= Instructions for the task =
Count the rows below that contain the string "wooden" and give only that number.

....

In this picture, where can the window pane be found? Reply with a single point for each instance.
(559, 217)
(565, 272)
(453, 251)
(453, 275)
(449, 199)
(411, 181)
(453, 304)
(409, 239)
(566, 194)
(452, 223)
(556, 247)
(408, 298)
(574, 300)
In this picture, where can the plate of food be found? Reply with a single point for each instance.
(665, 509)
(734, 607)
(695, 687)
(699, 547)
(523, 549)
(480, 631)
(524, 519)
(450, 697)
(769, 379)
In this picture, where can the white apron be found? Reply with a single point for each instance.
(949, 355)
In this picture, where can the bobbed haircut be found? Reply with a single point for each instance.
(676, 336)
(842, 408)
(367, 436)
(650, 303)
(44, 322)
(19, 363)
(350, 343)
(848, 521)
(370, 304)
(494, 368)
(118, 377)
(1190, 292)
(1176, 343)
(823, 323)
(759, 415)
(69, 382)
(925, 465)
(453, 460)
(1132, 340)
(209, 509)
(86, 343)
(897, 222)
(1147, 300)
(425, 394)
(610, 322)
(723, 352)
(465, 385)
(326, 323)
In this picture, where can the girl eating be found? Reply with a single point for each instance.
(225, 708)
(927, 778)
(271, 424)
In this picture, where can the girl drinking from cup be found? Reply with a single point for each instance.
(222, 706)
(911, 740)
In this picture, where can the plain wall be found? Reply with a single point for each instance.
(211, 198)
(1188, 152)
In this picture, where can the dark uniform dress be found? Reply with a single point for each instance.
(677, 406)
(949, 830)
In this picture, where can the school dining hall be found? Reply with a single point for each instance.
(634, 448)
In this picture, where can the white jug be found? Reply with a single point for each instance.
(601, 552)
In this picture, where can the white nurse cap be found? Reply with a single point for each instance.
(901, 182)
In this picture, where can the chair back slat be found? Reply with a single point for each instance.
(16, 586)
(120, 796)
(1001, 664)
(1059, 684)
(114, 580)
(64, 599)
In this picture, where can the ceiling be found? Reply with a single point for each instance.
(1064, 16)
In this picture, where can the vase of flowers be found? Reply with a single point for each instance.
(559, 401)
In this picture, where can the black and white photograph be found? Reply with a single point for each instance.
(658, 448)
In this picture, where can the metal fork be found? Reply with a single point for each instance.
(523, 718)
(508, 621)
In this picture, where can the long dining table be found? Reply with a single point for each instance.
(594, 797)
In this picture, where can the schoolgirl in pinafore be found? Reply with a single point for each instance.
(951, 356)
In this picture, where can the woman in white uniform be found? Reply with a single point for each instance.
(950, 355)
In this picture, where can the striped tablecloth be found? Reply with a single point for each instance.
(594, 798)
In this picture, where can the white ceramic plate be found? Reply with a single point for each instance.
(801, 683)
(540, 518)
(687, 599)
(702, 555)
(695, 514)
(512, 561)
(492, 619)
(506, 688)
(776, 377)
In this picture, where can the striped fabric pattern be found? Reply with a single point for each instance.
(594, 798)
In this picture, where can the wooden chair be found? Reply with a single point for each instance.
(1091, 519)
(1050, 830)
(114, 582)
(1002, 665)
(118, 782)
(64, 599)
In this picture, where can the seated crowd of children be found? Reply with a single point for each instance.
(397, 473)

....

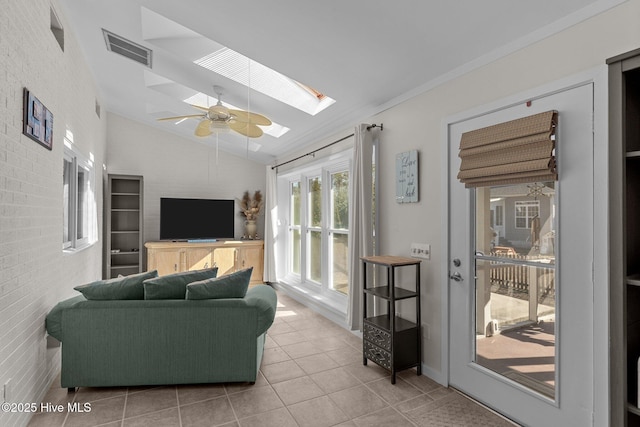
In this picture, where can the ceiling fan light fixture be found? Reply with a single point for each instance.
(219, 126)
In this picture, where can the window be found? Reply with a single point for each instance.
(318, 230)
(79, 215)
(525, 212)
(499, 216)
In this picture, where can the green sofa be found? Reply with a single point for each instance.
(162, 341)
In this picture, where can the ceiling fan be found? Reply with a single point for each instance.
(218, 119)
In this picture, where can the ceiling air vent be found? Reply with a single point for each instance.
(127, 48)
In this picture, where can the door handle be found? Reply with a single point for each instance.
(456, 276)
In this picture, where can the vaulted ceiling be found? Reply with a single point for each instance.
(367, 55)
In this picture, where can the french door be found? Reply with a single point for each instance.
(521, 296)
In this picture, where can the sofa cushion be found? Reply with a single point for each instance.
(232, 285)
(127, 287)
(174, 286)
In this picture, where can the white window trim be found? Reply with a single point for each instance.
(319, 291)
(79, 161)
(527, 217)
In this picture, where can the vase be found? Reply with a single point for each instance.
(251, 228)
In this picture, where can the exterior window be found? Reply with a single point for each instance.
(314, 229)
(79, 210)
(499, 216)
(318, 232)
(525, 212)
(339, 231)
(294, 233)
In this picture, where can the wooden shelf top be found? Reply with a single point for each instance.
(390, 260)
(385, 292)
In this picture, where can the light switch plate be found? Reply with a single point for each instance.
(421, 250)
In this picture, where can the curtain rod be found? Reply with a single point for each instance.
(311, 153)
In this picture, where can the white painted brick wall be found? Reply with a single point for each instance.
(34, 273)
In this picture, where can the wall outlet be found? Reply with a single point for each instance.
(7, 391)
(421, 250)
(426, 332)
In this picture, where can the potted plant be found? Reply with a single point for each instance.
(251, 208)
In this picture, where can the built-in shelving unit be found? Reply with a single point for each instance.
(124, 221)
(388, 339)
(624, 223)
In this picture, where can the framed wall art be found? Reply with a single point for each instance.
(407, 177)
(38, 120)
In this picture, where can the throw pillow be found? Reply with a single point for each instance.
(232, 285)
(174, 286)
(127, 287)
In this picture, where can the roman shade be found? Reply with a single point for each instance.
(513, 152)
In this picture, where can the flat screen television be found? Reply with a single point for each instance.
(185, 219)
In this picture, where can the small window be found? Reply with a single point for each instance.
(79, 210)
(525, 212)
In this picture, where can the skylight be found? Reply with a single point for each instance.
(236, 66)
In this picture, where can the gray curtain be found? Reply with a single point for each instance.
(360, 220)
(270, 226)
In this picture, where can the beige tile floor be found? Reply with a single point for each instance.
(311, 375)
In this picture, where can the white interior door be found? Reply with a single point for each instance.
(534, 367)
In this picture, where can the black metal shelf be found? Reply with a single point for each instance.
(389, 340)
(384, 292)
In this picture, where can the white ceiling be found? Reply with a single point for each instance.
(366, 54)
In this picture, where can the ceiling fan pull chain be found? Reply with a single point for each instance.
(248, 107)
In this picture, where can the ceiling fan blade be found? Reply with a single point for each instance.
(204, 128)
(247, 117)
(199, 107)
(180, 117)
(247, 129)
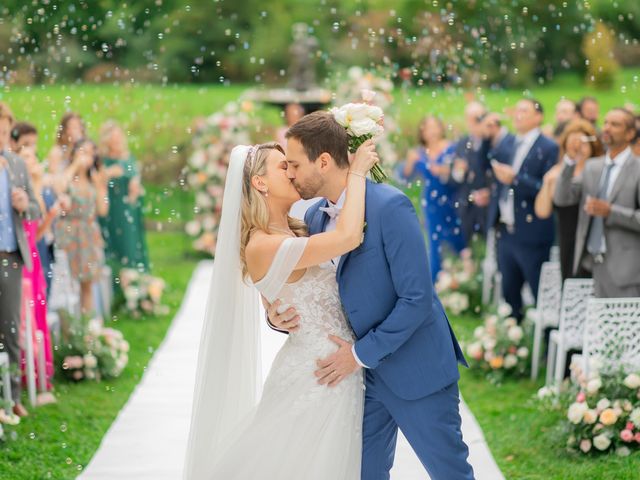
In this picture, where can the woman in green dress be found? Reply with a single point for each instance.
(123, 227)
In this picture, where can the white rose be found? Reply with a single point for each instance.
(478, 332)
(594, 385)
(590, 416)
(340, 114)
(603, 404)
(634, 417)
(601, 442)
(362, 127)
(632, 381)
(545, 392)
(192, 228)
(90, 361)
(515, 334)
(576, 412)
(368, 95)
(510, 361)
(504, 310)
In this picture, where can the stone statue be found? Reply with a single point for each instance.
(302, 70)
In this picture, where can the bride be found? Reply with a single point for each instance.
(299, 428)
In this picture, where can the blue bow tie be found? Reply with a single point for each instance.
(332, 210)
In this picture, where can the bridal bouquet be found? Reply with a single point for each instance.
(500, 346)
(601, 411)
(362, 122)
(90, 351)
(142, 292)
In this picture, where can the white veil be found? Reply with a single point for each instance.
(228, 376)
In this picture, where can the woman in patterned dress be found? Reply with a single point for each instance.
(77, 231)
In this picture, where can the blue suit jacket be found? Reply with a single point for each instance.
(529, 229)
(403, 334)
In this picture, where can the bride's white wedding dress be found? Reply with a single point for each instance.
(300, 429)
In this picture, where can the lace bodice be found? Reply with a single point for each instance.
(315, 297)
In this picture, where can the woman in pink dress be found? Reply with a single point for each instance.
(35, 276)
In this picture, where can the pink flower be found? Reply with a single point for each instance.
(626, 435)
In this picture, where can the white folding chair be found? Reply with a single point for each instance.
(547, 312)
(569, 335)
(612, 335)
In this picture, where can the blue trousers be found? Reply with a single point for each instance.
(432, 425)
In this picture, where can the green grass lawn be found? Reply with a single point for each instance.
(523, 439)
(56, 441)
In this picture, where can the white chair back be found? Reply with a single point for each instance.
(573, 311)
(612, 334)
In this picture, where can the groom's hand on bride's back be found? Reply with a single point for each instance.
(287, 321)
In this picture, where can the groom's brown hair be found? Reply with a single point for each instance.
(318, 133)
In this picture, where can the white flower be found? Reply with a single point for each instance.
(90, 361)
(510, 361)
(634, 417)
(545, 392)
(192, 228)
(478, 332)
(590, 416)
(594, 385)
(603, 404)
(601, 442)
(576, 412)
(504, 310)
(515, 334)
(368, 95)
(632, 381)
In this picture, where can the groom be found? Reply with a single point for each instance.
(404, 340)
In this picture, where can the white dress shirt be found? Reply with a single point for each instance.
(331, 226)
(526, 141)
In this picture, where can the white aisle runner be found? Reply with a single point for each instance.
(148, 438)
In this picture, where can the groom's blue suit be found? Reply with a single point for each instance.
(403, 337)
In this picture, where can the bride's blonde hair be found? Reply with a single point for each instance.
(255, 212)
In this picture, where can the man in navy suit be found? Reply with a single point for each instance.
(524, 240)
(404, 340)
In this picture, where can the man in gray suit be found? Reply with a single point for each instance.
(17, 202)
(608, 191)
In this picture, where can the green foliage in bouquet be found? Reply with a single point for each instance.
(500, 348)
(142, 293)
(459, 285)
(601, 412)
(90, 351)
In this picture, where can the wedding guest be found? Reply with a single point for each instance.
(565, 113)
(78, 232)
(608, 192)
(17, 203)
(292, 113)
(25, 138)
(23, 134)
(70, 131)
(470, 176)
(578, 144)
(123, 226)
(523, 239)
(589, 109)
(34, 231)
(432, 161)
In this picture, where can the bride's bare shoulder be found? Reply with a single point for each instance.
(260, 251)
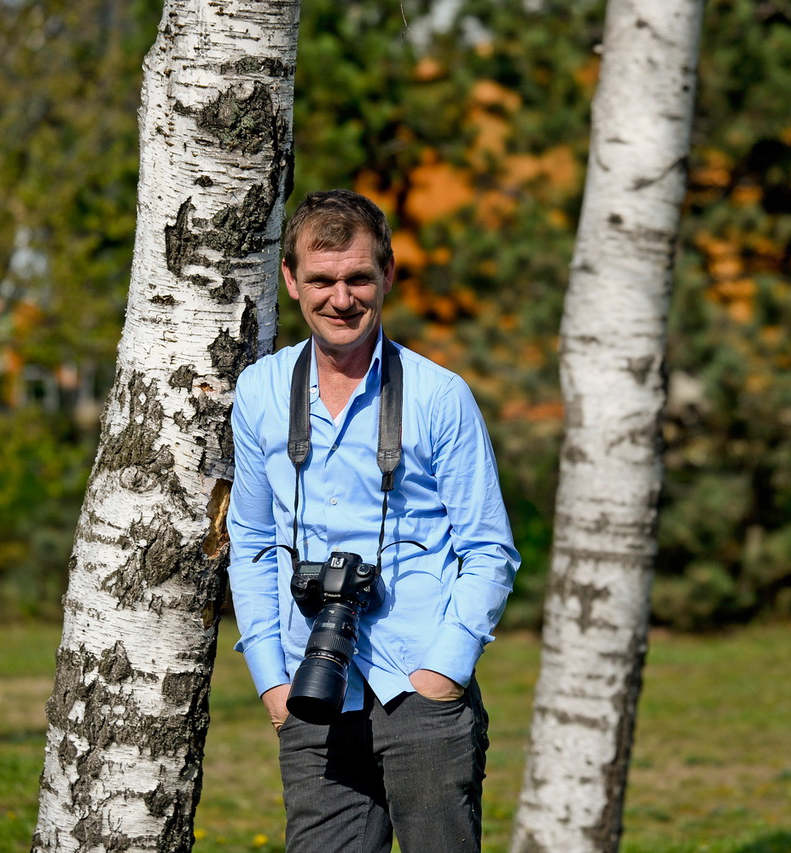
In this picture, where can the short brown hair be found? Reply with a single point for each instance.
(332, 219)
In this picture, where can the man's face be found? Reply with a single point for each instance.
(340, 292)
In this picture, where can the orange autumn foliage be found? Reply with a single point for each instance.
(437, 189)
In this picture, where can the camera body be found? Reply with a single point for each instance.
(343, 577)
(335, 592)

....

= Worked answer =
2